> _ENTRIES SHOWN_
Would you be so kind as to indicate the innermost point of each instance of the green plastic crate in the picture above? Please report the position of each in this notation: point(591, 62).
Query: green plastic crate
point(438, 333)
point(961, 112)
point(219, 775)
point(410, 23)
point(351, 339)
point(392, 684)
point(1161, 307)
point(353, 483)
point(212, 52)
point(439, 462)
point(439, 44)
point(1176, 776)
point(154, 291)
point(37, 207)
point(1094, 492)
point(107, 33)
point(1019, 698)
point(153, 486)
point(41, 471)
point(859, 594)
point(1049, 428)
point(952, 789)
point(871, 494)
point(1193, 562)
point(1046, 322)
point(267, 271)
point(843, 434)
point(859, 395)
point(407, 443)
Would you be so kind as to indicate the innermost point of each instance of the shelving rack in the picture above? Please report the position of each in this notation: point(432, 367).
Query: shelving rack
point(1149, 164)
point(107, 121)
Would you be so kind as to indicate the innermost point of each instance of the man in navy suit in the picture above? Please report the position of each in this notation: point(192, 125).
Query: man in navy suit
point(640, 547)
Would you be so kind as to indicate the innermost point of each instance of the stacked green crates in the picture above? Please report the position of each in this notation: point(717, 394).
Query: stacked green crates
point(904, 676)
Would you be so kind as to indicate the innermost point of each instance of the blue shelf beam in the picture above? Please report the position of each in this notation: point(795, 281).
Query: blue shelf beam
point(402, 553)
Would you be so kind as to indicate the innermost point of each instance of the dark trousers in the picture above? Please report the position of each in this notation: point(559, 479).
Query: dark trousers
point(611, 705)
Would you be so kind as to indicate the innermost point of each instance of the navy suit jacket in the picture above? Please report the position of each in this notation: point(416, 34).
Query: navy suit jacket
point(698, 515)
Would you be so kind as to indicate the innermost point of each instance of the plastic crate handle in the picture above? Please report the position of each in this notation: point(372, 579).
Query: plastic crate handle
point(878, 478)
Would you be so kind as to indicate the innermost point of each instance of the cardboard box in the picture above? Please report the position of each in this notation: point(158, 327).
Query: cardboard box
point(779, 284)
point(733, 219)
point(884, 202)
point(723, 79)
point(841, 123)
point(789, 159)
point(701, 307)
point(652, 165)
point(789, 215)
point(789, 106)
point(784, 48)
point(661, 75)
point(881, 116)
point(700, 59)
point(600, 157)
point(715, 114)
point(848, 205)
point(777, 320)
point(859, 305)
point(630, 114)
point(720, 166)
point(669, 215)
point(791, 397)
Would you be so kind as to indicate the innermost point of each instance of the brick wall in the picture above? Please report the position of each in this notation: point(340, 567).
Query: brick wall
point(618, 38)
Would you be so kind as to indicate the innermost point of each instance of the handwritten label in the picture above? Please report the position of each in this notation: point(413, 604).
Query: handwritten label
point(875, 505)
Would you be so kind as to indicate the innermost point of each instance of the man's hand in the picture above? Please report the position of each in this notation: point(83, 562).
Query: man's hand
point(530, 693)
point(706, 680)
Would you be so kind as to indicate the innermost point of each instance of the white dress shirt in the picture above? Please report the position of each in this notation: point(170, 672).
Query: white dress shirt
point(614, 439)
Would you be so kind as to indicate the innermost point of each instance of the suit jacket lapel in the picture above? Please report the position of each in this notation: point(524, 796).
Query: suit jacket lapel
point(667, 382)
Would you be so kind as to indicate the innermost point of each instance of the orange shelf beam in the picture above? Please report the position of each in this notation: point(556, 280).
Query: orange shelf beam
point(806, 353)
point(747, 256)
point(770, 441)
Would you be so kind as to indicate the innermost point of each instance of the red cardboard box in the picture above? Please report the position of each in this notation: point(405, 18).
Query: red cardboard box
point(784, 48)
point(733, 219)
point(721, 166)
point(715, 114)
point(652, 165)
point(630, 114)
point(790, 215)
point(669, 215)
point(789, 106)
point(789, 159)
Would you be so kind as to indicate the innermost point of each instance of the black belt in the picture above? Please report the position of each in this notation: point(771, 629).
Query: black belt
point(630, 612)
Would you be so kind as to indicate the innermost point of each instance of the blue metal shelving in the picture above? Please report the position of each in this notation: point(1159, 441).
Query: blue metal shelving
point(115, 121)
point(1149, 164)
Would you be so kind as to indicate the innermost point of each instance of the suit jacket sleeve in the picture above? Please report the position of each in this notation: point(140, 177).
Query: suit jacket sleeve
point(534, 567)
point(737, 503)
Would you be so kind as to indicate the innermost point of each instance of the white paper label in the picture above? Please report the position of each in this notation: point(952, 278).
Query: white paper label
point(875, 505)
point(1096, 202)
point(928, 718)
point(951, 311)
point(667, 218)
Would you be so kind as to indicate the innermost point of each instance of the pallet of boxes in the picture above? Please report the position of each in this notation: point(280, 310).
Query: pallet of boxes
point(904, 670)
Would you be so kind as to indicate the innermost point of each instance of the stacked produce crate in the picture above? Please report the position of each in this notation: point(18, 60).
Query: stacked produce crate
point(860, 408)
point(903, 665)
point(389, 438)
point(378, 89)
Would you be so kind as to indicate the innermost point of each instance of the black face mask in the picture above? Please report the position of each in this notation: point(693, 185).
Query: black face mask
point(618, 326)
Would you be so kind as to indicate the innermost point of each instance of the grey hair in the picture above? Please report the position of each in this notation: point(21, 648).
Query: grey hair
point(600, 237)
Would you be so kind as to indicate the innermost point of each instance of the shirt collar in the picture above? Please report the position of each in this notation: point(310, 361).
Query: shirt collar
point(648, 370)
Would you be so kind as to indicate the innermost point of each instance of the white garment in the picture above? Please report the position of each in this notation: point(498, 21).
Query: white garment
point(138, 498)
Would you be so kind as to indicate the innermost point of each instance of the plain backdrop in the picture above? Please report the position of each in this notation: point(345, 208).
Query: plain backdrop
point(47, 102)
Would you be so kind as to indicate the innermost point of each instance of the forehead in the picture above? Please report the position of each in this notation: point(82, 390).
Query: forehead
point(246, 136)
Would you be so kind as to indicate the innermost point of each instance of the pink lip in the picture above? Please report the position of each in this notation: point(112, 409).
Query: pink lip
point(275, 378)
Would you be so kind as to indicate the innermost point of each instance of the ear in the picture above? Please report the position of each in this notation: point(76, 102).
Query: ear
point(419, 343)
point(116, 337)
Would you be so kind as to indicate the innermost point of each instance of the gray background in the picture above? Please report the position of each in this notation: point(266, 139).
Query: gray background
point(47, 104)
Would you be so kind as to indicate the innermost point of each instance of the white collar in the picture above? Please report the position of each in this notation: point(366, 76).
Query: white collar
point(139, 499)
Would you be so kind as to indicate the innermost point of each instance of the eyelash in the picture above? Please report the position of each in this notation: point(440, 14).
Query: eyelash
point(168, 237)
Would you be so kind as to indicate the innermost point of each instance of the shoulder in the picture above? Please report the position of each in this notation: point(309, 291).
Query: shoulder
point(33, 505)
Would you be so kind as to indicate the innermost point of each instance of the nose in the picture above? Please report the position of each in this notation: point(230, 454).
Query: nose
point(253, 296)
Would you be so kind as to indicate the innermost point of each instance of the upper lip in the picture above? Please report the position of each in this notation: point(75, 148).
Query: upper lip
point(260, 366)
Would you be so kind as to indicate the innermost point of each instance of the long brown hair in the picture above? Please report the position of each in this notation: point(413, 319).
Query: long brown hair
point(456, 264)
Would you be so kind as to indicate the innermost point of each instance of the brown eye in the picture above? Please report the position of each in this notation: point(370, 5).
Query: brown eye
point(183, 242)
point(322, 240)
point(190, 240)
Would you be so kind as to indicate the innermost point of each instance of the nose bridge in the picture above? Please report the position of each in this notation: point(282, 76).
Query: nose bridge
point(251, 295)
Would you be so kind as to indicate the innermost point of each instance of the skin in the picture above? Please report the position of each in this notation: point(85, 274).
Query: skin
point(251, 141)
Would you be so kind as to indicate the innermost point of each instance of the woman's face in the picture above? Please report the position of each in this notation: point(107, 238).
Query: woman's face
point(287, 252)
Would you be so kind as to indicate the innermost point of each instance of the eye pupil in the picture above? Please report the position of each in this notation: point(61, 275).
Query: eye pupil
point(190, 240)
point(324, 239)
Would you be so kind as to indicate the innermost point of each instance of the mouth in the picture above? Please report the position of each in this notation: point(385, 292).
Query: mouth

> _THE REQUEST_
Return, word for word, the lines of the records that begin with the line containing "notation: point(282, 76)." and continue through the final line of the records.

> _FINISHED TASK_
Would you be so kind as to indicate the innermost point of each instance of the nose bridge in the picture above? Please report the position of each in this notation: point(282, 76).
Query: nose bridge
point(251, 295)
Would you be so kind as to indicate the innermost point of each instance of the skin in the picture above? Please report the position of each in this notation: point(85, 274).
Query: skin
point(251, 141)
Would you be so kind as to indicate the innermost point of each instance of the woman's face in the picture above? Please report the position of each in this notation: point(107, 238).
Query: woman's face
point(287, 252)
Would you be so kind as to indicate the innermost point of each instance of the eye pupil in the picture above? Please report the position of each in this notation: point(61, 275).
Query: eye pupil
point(190, 240)
point(324, 239)
Would you be so kind as to indicate the innermost point of each instance of the mouth in the picture above? Please report the position of each in this notation: point(385, 292).
Query: mouth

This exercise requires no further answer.